● **Set problem**: Your task is to repeat, word for word, the line containing "of the brown" and all lines that follow it to the end of the material, and no other lines.

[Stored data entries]
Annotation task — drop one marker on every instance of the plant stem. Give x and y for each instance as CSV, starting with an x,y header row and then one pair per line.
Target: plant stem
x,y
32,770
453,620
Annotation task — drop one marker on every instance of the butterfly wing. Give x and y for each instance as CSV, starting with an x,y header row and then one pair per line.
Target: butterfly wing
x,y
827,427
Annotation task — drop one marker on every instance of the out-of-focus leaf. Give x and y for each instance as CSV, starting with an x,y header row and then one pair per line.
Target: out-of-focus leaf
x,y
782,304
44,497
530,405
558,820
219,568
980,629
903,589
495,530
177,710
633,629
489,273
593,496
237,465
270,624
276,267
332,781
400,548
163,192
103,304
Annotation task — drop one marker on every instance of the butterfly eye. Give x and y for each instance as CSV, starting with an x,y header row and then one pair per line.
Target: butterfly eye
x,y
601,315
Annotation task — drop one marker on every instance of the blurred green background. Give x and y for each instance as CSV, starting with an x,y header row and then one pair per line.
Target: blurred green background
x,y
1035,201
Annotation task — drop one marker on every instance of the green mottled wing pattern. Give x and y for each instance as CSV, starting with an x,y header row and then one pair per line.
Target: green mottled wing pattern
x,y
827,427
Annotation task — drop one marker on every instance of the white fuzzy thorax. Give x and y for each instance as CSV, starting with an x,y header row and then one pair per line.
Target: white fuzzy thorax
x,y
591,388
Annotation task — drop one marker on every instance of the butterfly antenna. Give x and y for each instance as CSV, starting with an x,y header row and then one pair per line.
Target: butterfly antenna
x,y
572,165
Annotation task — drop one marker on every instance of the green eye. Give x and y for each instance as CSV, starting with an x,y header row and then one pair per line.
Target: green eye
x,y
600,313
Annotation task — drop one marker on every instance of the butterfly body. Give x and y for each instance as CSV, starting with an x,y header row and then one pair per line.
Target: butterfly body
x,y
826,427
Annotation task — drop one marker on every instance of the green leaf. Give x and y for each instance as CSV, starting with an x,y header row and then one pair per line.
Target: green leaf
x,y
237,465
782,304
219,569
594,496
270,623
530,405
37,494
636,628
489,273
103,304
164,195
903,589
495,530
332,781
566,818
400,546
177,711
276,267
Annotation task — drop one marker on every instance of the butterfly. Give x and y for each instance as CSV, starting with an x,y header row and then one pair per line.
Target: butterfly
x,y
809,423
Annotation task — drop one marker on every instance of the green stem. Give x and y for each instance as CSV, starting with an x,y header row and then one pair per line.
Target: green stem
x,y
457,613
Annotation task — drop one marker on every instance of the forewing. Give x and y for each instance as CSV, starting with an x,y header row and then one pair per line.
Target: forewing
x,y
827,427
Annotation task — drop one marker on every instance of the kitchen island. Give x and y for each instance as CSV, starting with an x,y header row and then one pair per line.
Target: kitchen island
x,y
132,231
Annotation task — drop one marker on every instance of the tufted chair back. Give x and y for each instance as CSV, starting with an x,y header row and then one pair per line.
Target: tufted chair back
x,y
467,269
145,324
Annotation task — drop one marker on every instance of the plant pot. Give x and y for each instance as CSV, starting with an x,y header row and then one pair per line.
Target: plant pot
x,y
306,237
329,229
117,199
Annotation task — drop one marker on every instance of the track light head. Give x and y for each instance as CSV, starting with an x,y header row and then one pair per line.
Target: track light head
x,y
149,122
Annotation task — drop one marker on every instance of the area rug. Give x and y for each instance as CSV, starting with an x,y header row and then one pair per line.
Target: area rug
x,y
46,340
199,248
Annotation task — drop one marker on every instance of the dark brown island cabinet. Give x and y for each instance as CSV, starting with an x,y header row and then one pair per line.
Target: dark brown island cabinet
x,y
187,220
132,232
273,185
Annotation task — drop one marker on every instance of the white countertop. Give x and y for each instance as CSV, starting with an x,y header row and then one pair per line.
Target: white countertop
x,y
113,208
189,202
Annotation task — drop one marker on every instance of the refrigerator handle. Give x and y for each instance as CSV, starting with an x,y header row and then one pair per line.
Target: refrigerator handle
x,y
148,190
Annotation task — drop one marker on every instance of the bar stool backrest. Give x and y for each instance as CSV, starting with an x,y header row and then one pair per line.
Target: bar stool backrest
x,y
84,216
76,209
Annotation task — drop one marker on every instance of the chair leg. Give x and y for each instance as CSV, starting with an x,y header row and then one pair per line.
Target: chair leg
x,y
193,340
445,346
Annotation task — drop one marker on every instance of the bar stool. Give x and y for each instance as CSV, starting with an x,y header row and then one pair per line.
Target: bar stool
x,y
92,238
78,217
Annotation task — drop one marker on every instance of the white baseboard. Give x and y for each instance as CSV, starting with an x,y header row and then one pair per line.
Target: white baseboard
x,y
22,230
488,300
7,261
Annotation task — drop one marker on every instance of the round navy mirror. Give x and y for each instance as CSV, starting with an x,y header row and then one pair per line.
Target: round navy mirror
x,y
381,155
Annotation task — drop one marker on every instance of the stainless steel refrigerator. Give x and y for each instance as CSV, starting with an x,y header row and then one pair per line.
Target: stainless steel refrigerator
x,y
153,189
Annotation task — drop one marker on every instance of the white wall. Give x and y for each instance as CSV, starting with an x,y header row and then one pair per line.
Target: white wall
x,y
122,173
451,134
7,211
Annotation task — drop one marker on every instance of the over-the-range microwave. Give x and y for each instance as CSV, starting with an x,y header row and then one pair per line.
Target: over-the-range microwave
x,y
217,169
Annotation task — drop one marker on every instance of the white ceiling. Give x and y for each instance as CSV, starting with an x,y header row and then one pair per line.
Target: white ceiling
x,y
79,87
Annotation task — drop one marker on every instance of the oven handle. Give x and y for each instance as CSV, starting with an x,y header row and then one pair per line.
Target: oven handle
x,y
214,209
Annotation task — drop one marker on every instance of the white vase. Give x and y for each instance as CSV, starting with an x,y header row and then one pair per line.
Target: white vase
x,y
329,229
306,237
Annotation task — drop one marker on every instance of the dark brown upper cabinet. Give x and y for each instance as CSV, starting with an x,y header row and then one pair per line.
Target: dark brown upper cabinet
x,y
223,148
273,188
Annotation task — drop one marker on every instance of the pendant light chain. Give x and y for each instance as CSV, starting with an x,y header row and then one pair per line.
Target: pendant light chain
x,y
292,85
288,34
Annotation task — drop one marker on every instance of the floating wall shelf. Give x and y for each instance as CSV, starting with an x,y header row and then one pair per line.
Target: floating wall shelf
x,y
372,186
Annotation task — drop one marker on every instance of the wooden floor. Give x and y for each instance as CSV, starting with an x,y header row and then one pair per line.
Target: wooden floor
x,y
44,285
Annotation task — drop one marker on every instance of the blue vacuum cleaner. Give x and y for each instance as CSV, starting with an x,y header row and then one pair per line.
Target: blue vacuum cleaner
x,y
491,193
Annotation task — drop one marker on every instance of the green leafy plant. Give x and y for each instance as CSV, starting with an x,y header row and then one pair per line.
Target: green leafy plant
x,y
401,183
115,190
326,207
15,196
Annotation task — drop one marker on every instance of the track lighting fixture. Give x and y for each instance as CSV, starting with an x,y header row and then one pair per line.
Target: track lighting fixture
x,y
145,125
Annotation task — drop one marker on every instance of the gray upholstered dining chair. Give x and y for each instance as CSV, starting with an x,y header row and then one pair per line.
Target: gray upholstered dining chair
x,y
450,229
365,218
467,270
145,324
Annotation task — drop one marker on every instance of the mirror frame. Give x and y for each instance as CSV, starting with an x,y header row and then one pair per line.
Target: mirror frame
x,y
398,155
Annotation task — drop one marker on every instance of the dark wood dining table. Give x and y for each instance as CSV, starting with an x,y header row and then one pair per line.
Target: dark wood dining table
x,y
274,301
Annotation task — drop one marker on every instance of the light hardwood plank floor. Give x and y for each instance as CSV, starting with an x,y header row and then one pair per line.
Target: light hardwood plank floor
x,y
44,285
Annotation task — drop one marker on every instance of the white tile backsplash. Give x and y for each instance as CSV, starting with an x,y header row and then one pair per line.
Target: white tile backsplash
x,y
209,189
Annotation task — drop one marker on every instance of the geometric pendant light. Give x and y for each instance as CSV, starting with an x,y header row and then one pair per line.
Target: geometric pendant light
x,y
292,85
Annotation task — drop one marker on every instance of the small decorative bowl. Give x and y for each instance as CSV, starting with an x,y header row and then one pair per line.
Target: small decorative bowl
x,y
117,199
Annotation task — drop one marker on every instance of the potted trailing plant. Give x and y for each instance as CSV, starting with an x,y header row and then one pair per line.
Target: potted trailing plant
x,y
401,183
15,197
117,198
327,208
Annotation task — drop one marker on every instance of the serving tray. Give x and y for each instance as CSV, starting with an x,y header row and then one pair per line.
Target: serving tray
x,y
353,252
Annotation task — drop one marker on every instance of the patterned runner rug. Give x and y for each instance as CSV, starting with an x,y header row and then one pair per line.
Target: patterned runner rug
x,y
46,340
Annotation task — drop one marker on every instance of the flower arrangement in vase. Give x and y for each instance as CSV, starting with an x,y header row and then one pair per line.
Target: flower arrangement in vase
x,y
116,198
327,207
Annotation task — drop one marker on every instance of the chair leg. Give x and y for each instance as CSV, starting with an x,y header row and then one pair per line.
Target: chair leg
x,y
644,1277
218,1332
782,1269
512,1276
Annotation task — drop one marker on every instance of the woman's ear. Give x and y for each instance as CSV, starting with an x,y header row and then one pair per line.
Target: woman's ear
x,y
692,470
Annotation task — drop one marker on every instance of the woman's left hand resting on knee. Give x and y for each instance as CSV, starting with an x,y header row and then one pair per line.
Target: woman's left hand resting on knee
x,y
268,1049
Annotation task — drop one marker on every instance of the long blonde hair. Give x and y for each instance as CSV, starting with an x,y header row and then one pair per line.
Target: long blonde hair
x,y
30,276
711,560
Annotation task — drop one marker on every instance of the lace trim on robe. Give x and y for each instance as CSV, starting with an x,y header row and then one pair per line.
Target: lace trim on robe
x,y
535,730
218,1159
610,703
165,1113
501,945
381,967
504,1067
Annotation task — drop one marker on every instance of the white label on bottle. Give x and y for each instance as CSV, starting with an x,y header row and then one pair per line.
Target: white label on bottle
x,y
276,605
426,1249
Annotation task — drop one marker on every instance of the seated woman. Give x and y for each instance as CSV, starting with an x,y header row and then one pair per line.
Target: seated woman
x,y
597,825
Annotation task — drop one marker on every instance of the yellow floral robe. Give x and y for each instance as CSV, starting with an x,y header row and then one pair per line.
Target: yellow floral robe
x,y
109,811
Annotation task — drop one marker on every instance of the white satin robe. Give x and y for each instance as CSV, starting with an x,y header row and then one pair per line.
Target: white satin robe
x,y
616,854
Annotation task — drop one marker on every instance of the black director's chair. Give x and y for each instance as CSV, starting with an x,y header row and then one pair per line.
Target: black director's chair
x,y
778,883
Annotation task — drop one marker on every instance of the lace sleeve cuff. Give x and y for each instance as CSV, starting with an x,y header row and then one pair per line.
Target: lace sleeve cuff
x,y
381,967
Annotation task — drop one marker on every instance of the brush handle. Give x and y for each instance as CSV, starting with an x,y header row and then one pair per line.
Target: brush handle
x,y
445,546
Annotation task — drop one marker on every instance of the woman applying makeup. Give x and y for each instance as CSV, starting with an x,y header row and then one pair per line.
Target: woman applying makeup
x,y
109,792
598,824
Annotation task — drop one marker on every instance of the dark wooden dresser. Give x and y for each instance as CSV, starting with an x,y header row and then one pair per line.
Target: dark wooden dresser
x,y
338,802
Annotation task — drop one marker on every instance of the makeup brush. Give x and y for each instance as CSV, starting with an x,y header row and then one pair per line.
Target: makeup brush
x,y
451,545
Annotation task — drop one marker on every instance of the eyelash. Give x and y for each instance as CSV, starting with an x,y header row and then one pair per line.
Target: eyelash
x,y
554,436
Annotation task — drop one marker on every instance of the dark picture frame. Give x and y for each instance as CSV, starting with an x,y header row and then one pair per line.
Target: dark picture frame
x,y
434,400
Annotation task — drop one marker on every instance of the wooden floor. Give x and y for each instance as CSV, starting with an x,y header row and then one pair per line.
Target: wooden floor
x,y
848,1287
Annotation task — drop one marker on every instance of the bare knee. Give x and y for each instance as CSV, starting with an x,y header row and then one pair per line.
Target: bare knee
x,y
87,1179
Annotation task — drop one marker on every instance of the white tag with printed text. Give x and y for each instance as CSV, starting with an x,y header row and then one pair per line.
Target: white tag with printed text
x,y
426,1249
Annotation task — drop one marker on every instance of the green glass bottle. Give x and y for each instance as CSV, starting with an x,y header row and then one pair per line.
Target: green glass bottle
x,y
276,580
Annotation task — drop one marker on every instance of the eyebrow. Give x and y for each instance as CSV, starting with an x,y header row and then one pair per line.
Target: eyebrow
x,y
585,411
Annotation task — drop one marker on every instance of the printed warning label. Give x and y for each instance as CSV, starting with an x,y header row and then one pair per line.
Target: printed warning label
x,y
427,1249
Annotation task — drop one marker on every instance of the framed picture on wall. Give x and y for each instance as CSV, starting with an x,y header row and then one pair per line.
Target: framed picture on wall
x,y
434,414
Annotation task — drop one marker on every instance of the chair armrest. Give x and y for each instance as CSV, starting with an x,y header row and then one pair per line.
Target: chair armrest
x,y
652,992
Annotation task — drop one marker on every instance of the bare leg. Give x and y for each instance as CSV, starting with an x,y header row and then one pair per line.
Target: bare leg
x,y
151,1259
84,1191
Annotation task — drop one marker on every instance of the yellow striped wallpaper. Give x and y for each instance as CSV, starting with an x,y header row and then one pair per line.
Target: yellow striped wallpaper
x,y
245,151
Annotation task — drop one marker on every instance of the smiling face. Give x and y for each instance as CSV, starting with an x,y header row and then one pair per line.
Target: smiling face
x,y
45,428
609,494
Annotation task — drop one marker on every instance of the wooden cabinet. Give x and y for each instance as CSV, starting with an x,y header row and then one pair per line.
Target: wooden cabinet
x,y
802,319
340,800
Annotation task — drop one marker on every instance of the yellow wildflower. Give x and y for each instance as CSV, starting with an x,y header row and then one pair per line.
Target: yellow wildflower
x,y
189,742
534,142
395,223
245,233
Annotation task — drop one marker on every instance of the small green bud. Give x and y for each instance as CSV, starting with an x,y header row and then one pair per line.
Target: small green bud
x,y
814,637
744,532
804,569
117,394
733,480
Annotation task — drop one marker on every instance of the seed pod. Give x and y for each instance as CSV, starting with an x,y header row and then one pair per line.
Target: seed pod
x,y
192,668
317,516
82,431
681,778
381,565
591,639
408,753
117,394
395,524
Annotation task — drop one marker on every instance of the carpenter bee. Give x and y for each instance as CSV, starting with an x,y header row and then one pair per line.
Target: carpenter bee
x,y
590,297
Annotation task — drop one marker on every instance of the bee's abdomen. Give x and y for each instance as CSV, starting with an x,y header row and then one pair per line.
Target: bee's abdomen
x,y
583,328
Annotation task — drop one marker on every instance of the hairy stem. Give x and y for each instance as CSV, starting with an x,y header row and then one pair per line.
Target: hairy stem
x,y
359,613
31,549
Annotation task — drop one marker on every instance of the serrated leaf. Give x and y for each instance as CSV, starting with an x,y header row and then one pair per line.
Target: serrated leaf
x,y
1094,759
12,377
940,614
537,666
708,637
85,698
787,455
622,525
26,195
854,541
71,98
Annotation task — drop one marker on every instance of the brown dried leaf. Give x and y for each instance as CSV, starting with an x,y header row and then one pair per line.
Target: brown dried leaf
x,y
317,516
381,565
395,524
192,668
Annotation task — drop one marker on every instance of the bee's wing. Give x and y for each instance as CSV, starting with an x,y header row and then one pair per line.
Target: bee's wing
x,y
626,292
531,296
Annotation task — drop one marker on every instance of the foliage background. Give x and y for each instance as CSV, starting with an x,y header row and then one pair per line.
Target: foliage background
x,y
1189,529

● **Output for this exercise**:
Annotation task — drop one marker on every instance of the brown dried leaf. Give x and y for each instance as CSV, starting with an x,y header row and then one pair per line.
Target: brown dried leaf
x,y
317,516
381,565
395,524
192,668
Annotation task — drop one marker on every instance of the bee's wing. Give x and y for each instance as CSV, starting with an x,y header row and then one pair per line.
Target: bee's wing
x,y
626,292
531,296
Annotation task — drop one marker on every instance of the foliage background. Give x and y for each instance as CSV, starting with an x,y header row and then one pair per line.
Target: foliage background
x,y
1189,529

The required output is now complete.